Reproduce word for word the lines below, from the one containing "the horse bridle" through the one containing "(1020, 540)", both ends included.

::::

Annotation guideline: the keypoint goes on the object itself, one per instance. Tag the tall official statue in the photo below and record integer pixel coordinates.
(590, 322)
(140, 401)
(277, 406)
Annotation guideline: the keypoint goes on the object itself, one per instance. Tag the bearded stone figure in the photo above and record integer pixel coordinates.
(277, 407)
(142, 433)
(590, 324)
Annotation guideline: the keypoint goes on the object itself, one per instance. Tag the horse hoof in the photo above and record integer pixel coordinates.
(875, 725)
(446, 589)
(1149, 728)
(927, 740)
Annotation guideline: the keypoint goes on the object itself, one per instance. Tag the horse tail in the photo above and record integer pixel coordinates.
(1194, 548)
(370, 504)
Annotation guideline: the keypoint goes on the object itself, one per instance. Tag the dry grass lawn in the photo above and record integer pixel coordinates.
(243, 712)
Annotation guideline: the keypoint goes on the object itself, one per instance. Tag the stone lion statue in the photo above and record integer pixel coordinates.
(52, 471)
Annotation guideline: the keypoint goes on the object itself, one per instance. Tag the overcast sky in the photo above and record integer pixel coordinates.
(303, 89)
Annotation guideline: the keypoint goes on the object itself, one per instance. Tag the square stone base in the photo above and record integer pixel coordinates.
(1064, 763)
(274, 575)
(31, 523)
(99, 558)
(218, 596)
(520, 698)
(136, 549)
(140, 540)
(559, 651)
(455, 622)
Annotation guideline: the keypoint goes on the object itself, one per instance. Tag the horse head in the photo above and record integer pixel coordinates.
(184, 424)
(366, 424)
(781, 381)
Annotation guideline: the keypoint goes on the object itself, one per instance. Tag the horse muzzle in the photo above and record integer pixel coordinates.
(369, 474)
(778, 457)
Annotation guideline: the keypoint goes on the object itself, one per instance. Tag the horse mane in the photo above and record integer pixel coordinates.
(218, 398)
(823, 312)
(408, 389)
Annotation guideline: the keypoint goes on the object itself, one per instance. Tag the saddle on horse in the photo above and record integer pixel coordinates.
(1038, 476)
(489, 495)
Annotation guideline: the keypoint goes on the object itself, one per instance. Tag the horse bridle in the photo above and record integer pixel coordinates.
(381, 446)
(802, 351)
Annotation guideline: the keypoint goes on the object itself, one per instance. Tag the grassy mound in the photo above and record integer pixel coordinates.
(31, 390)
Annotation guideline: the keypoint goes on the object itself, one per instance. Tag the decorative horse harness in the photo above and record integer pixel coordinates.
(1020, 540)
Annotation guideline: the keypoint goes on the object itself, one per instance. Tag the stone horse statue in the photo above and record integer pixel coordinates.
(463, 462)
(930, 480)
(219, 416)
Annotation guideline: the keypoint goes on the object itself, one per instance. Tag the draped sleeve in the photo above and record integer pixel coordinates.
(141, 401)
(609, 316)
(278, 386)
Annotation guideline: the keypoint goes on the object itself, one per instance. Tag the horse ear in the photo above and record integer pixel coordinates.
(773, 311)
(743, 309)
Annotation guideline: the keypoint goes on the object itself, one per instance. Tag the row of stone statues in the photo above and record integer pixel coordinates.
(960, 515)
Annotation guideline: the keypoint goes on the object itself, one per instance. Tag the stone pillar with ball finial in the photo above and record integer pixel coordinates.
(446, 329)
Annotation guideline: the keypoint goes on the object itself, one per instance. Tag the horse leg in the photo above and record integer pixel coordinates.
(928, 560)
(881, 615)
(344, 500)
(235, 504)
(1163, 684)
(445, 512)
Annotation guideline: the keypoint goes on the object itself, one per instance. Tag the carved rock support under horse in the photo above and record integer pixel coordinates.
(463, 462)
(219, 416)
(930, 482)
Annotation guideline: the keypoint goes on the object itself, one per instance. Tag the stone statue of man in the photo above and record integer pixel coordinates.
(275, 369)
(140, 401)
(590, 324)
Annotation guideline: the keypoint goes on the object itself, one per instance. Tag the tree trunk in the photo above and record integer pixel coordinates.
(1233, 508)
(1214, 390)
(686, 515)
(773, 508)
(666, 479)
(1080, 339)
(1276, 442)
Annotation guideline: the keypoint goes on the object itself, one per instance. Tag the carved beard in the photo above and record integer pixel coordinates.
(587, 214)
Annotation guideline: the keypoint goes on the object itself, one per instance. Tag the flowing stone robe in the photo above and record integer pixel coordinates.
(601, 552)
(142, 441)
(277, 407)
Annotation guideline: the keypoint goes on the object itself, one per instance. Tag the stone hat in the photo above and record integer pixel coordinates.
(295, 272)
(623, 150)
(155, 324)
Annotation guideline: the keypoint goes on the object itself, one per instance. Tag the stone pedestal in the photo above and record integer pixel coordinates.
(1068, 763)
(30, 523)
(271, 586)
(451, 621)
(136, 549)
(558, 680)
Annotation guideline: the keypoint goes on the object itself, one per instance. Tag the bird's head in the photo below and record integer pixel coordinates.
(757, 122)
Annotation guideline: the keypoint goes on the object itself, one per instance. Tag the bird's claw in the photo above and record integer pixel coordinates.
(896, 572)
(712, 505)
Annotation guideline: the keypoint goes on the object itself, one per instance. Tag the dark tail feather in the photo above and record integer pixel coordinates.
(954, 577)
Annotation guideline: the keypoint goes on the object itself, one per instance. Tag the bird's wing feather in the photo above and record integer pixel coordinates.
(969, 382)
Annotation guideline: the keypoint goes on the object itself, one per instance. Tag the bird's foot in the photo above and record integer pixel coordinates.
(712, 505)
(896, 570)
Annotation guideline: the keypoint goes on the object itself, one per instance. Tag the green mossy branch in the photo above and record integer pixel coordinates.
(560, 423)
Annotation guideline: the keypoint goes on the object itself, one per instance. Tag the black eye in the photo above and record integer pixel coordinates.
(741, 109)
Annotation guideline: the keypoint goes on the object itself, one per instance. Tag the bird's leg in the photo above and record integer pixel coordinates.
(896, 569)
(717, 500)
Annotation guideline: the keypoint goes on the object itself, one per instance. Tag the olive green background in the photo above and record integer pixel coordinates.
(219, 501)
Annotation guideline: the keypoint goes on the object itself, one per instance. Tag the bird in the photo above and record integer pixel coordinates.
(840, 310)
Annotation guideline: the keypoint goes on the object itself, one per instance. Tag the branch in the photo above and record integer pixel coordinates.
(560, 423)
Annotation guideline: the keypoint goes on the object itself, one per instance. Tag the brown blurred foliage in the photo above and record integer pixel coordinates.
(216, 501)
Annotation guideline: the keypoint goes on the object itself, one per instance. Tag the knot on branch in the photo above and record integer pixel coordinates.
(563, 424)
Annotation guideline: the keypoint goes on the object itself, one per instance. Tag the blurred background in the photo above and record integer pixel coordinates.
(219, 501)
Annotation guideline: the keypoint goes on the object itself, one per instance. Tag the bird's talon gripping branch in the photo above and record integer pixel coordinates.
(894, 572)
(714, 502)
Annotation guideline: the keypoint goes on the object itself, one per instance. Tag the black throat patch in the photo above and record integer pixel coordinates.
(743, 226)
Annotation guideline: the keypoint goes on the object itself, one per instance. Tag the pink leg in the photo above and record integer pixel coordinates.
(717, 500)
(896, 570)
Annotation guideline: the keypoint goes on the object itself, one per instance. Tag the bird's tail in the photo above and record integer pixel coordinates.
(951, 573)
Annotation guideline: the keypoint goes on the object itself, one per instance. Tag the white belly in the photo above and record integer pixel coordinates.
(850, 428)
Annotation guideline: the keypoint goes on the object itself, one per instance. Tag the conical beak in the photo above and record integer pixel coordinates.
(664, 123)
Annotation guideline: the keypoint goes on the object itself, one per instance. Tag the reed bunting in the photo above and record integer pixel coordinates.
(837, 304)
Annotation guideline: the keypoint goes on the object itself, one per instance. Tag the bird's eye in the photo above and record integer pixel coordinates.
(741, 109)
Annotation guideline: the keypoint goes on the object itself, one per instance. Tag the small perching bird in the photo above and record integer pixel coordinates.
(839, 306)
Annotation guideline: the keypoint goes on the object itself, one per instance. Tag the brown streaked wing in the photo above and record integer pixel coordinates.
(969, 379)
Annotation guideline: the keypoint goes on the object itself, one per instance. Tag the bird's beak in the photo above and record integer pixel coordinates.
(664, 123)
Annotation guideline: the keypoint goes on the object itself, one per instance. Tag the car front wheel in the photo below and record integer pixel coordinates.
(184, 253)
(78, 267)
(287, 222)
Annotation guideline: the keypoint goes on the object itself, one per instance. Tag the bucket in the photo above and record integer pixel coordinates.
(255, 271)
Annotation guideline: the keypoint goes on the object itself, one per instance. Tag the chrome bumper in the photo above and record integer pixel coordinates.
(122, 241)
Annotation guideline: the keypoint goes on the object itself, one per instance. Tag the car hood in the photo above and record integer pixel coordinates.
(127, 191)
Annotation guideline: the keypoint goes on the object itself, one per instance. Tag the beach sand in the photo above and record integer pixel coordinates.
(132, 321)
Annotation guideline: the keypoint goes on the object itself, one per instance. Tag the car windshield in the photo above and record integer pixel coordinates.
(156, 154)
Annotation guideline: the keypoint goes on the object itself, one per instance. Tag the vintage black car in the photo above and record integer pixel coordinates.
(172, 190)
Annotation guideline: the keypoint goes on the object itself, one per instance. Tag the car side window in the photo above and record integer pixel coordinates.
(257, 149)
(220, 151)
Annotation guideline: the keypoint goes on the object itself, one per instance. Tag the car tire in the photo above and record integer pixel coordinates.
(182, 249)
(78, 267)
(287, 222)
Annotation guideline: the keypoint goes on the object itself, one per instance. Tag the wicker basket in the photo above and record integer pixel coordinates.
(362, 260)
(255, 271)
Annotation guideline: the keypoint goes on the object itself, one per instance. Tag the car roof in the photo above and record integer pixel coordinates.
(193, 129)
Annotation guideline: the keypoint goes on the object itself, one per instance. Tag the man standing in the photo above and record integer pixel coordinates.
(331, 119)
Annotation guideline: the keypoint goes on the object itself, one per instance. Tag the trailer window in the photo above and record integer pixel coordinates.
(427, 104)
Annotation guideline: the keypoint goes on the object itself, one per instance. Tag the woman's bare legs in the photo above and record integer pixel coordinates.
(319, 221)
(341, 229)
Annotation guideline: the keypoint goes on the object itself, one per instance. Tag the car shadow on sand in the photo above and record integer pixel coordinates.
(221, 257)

::::

● FULL SOLUTION
Annotation guideline: the keypoint goes on the object itself, one per instance. Tag the horse bridle in the photo above and record integer pixel coordinates.
(381, 446)
(802, 351)
Annotation guideline: the keypoint goes on the object itself, one per instance. Tag the grassy mound in the photo above and record integer pixel coordinates.
(31, 390)
Annotation guideline: the keypoint goes on the object itself, one per instance. Tag the decorative horse harness in the photo above and record integer pixel coordinates.
(1020, 540)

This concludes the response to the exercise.